• Aim of the task
Reproduce each line from the records that holds "cloud".

※

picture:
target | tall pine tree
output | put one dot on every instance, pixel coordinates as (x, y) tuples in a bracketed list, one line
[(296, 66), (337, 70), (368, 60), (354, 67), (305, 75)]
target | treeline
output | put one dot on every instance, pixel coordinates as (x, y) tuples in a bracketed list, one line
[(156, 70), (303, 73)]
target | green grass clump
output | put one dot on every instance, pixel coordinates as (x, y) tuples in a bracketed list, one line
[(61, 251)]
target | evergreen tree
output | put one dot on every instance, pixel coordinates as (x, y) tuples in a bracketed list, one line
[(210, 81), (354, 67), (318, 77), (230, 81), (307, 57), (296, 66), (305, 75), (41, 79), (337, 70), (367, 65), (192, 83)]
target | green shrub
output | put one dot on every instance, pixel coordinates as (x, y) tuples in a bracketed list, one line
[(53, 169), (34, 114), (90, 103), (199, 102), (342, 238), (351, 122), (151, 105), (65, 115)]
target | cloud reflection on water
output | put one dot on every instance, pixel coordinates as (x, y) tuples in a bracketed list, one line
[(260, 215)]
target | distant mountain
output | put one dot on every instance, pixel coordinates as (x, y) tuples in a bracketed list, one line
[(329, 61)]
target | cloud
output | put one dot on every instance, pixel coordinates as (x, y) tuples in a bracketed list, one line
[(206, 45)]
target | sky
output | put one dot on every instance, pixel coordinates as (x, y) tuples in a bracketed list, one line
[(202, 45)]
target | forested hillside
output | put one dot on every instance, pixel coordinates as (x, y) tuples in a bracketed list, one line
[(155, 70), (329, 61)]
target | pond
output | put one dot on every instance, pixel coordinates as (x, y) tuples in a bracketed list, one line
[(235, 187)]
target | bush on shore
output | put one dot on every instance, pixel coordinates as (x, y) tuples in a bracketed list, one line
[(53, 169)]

※

• Your response
target | cloud reflection on water
target | cloud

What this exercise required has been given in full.